#### [Text extract]
::::::::::

Reputation: 1301
Hi I have a scenario where bison will successfully parse my input if there is a space separating a grammar...
Here is the situation: I am attempting to declare a variable:
int a = 31 ;
This yyin parses successfully
int a = 31;
Does not parse successfully
The error I receive is:
syntax error, unexpected $end, expecting TSEMI
Here is the section of the bison code
%token <string> TIDENTIFIER TINTEGER TDOUBLE
%token <token> TCEQUAL TCNE TCLT TCLE TCGT TCGE TASSIGN
%token <token> TLPAREN TRPAREN TLBRACE TRBRACE TCOMMA TDOT TSEMI
%token <token> TPLUS TMINUS TMUL TDIV
...

::::::::::

#### [Data shown]
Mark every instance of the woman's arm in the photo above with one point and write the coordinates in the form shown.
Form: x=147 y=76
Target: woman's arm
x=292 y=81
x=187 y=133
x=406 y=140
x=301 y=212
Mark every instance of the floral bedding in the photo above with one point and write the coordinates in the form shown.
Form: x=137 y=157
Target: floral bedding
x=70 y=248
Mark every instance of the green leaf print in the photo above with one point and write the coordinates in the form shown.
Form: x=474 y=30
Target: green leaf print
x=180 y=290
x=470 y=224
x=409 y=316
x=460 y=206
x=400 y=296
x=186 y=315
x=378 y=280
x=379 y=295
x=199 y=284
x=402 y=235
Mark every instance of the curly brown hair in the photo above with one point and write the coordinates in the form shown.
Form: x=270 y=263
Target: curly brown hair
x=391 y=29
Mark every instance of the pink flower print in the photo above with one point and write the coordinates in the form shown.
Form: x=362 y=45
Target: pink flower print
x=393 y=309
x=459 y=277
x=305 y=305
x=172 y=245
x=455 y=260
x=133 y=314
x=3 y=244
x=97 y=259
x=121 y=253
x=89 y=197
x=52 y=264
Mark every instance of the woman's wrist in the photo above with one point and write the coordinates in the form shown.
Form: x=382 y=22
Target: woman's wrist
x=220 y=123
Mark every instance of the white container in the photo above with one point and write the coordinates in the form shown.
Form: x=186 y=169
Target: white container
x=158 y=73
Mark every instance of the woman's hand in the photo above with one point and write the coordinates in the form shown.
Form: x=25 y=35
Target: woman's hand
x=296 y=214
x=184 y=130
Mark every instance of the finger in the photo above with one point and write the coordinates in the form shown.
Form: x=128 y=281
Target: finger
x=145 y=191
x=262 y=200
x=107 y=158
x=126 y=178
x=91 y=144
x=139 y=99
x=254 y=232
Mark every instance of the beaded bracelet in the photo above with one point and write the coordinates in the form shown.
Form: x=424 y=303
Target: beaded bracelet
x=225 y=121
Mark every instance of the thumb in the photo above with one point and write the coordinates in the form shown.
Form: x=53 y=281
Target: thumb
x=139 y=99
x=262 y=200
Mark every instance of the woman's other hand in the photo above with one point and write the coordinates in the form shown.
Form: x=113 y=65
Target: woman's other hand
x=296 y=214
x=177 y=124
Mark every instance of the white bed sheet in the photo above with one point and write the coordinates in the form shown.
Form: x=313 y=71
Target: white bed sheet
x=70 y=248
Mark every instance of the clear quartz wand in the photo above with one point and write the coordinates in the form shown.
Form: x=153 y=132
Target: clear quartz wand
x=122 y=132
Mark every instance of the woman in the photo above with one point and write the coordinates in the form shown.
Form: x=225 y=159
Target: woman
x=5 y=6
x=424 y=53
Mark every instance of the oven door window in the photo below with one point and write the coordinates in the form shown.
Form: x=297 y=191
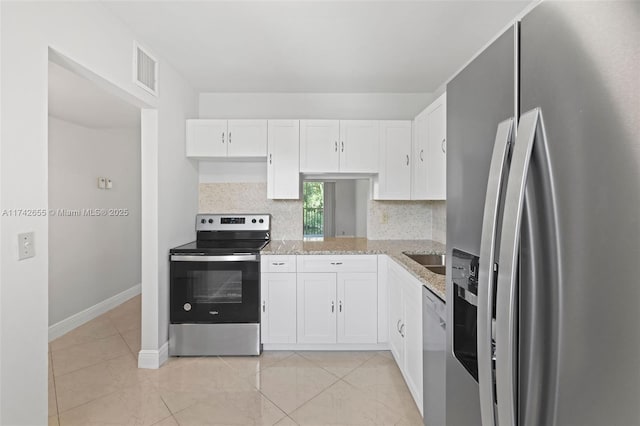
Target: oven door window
x=211 y=287
x=214 y=292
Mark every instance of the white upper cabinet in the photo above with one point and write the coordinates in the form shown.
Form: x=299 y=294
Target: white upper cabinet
x=319 y=141
x=394 y=178
x=420 y=161
x=226 y=138
x=428 y=180
x=247 y=138
x=359 y=146
x=437 y=149
x=331 y=146
x=283 y=167
x=206 y=138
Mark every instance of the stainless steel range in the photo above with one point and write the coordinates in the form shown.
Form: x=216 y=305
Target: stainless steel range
x=215 y=287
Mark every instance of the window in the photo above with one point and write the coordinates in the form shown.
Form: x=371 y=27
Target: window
x=313 y=210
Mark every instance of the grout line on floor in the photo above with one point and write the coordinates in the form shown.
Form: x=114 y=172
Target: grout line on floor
x=95 y=363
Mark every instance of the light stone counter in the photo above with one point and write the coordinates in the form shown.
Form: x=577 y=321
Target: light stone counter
x=392 y=248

::::::::::

#### [Direction 1]
Name every token that the bison post declares with the type <string>.
#### [Direction 2]
Decide whether each statement agrees with the bison post. Answer yes or no, and quote the words from the post that decide it.
(a) The input "int a = 31;" parses successfully.
(b) The error message says the parser was expecting TSEMI.
(c) TASSIGN is declared with the type <token>.
#### [Direction 3]
Answer these questions from the bison post.
(a) What reputation figure is shown?
(b) What is the poster attempting to declare?
(c) Which tokens are listed on the last %token line?

#### [Output 1]
TIDENTIFIER, TINTEGER, TDOUBLE

#### [Output 2]
(a) No: "Does not parse successfully"
(b) Yes: "expecting TSEMI"
(c) Yes: "%token <token> TCEQUAL TCNE TCLT TCLE TCGT TCGE TASSIGN"

#### [Output 3]
(a) 1301
(b) A variable
(c) TPLUS, TMINUS, TMUL, TDIV